BEGIN Dataset content

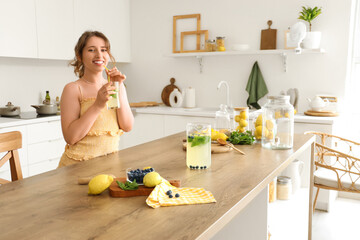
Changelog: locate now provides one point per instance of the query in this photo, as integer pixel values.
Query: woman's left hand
(115, 75)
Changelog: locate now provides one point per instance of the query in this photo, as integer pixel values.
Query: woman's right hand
(104, 94)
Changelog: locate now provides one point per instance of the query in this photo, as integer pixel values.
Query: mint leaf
(128, 185)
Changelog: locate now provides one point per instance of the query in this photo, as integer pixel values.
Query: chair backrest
(10, 142)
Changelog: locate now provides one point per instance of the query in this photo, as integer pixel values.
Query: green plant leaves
(309, 14)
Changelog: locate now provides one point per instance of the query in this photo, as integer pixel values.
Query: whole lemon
(269, 135)
(152, 179)
(278, 115)
(243, 115)
(222, 136)
(258, 121)
(99, 183)
(269, 125)
(243, 123)
(214, 135)
(258, 132)
(240, 129)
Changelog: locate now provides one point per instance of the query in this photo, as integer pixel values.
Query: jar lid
(279, 97)
(283, 180)
(241, 108)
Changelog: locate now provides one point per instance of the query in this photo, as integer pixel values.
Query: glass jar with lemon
(241, 119)
(277, 123)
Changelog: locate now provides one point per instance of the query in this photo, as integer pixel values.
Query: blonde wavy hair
(80, 45)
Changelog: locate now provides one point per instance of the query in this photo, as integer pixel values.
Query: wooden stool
(10, 142)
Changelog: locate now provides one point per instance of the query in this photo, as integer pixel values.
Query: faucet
(227, 92)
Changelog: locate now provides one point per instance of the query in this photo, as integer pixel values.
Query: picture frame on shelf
(188, 16)
(199, 47)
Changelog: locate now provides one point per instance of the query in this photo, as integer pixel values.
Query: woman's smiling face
(95, 54)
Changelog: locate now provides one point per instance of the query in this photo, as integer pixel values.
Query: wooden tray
(215, 148)
(165, 94)
(116, 191)
(321, 114)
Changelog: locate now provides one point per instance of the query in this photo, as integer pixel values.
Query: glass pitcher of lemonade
(114, 101)
(198, 149)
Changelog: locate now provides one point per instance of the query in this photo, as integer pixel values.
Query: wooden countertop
(53, 206)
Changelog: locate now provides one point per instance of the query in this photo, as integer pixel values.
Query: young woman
(89, 128)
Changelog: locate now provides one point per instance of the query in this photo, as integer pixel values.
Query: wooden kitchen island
(53, 206)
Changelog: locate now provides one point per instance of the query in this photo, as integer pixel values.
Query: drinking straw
(108, 75)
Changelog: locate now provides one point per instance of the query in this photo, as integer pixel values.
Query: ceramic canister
(175, 98)
(190, 97)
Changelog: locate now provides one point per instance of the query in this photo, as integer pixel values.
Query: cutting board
(321, 114)
(268, 38)
(165, 94)
(116, 191)
(144, 104)
(215, 148)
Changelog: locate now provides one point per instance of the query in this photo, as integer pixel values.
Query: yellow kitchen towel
(158, 196)
(256, 87)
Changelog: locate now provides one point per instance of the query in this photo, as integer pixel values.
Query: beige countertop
(53, 206)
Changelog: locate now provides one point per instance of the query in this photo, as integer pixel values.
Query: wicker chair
(336, 167)
(10, 143)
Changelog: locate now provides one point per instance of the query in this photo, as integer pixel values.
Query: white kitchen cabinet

END Dataset content

= Description of the task =
Your task is to repeat the data above exactly while excluding the pictures.

= Answer to this exercise =
Changelog: locate now provides one point per instance of the query in this photo, as integer pixel values.
Query: woman's left hand
(115, 75)
Changelog: locate now provides one point per instance of the query in this photo, as integer pixel values.
Query: woman's right hand
(104, 94)
Changelog: locate now provides one point per instance of the query in this photo, as integer pixel values.
Query: mint leaf
(128, 185)
Changelog: locate now provides one point per instance of the query in this photo, as integer pixel values.
Query: chair backrest
(10, 142)
Changelog: locate now provides one point per instance of the query in this photo, as integer pixel values.
Query: green plant leaves
(309, 14)
Changelog: locate now provides one point per instance of the query in this photo, as integer pixel values.
Query: whole lemon
(269, 135)
(152, 179)
(278, 115)
(243, 115)
(222, 136)
(258, 121)
(99, 183)
(269, 125)
(243, 123)
(214, 135)
(258, 132)
(240, 129)
Changelog: locate now provides one point per instance of the query in this photo, as integer pixel values.
Query: jar lid
(279, 97)
(283, 180)
(241, 108)
Changelog: locate now provides one point per instance of the query in this photo, as integer pixel values.
Query: glass jar with lemon
(241, 119)
(277, 123)
Changelog: locate now provides one point per instance of the query in this photo, as integer pixel values.
Query: blonde wavy hair
(80, 45)
Changelog: locate now provides one point per instance of the query in this photo, as integer pixel values.
Query: wooden stool
(10, 142)
Changelog: locate now provides one point per instance of the query in this photo, as integer pixel values.
Query: faucet
(227, 92)
Changelog: locate now provides one point per instance of the query in this photo, as integer pixel values.
Query: picture frame on shelf
(188, 16)
(199, 47)
Changelog: locate now provides one point per instance of the query in this photo, as integer pixel values.
Query: woman's smiling face
(95, 54)
Changelog: locate now provides one point per instance of the query in this photo, as integer pixel values.
Query: wooden tray
(215, 148)
(165, 94)
(116, 191)
(321, 114)
Changelog: locate now provides one point per instance of the query in this photo, as integer pixel values.
Query: glass pitcher of lemonade
(114, 101)
(198, 149)
Changelog: locate now provides one point per instance of the query in this photo, as integer pixel values.
Query: wooden countertop
(53, 206)
Changelog: locate now provides one point per instance of the query in this photo, as integer pixel values.
Query: young woman
(89, 128)
Changelog: locate now provides one point per instance of the query in this photo, as integer pixel values.
Query: wooden kitchen island
(53, 206)
Changelog: locate now provides one point per instance of the query in this photo, as integer pixel values.
Query: drinking straw
(108, 75)
Changelog: locate now provides one point per instance of the query in this photo, as integer pixel values.
Query: ceramic canister
(175, 98)
(190, 97)
Changelog: locate now provides one point per instance of the query in this photo, as integer pixel values.
Query: cutting board
(321, 114)
(268, 38)
(165, 94)
(116, 191)
(144, 104)
(215, 148)
Changelog: locate now provides one point per instance of the query in this photo, as integer pixel values.
Query: yellow kitchen towel
(158, 196)
(256, 87)
Changelog: locate now provides one point per instance of the query in this photo, as integer pixel values.
Query: beige countertop
(53, 206)
Changelog: locate now provides one point per instance of the query in this photo, as integer pixel values.
Query: wicker chair
(336, 167)
(10, 143)
Changelog: locate now provides one point per instance of the query in this photo, as integer pixel values.
Query: white kitchen cabinet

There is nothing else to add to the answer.